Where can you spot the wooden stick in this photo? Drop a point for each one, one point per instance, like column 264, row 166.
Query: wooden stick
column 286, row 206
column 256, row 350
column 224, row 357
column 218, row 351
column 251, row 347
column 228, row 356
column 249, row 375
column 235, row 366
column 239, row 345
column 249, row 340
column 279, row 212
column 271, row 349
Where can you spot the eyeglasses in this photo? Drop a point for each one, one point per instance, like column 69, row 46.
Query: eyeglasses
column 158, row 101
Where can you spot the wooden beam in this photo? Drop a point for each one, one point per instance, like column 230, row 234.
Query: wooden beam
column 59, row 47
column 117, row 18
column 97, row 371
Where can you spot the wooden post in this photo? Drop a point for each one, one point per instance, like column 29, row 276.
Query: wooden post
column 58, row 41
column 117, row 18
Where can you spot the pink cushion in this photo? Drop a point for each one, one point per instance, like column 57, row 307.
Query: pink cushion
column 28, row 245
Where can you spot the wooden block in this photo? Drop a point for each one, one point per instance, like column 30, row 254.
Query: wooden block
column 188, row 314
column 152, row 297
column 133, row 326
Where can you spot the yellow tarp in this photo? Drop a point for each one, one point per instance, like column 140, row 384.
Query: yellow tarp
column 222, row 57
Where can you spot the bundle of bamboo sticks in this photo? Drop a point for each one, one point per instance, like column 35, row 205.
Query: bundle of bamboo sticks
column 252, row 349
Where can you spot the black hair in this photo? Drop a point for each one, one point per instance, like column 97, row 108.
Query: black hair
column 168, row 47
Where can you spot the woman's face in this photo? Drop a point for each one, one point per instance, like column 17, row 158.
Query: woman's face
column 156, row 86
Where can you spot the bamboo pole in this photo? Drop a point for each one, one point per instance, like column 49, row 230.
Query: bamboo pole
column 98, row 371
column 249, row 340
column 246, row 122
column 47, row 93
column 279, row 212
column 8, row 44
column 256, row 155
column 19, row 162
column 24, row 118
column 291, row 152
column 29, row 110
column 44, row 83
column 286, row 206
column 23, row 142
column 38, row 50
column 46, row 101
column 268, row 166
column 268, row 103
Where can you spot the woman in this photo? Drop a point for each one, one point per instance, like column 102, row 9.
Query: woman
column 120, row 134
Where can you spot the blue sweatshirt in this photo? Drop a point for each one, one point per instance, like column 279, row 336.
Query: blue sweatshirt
◇ ◇ ◇ ◇ ◇ ◇ ◇
Instructions to follow: Please revise all of the rows above, swapping every "Query" for "Label" and leaving the rest of each row as it is.

Response for this exercise:
Where can you spot the wooden stick in this photo? Drop a point for each one, one point per instance, like column 264, row 166.
Label: wooden stick
column 286, row 206
column 256, row 350
column 224, row 357
column 218, row 351
column 251, row 347
column 228, row 356
column 249, row 375
column 235, row 366
column 239, row 345
column 249, row 340
column 279, row 212
column 271, row 349
Where can you spot the eyeglasses in this photo? Drop a point for each one, one point per instance, like column 69, row 46.
Label: eyeglasses
column 158, row 101
Where can you spot the wooden beam in this photo? Drop a point for each one, one point per instance, like column 230, row 234.
Label: wooden beam
column 59, row 47
column 117, row 18
column 97, row 371
Where can you spot the wooden post in this photo? Drop a point for each one, one point per instance, like column 29, row 276.
Label: wooden post
column 58, row 41
column 117, row 18
Where can you spot the pink cushion in this photo? Drop a point for each one, one point per instance, like column 57, row 307.
Label: pink cushion
column 28, row 245
Where can you spot the wooden block in this photo? Drop a point for each one, one point per instance, like column 30, row 254.
Label: wooden block
column 188, row 314
column 152, row 297
column 133, row 326
Where can you spot the yellow tarp in this photo? Drop a point for each one, one point per instance, like column 140, row 384.
Label: yellow tarp
column 222, row 57
Where can you spot the bundle of bamboo sticks in this photo? Drop a point for each one, one point per instance, like column 35, row 205.
Label: bundle of bamboo sticks
column 252, row 349
Where can you spot the black hair in this photo? Drop a point for each one, one point per instance, like column 97, row 108.
Label: black hair
column 168, row 47
Where can you spot the woman's face in this photo? Drop a point for each one, one point per instance, like column 17, row 158.
Label: woman's face
column 156, row 86
Where can you spot the bamboo pole in this photo? Drop a point for each one, one point per instance, like column 49, row 230.
Label: bamboo pole
column 98, row 371
column 249, row 340
column 246, row 122
column 47, row 93
column 279, row 212
column 8, row 44
column 256, row 155
column 19, row 162
column 24, row 118
column 291, row 152
column 29, row 110
column 44, row 83
column 286, row 206
column 23, row 142
column 38, row 50
column 46, row 101
column 268, row 166
column 268, row 103
Where can you spot the woman in this photo? Drop a point for each one, one point per instance, like column 102, row 9.
Label: woman
column 120, row 134
Where can you spot the blue sweatshirt in this photo? Drop a point for each one, one point per instance, like column 279, row 336.
Label: blue sweatshirt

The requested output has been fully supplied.